Top of Information supplied

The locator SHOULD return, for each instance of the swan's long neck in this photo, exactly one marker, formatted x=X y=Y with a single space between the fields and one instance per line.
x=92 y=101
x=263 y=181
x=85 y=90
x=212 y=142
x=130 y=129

Bottom of Information supplied

What to produce
Retype the records above without changing a single word.

Output of the task
The locator SHOULD return, for each instance of the swan's long neck in this photo, exactly one marker, formatted x=X y=Y with a single space between the fields and one instance per line.
x=92 y=101
x=263 y=181
x=85 y=90
x=212 y=142
x=130 y=129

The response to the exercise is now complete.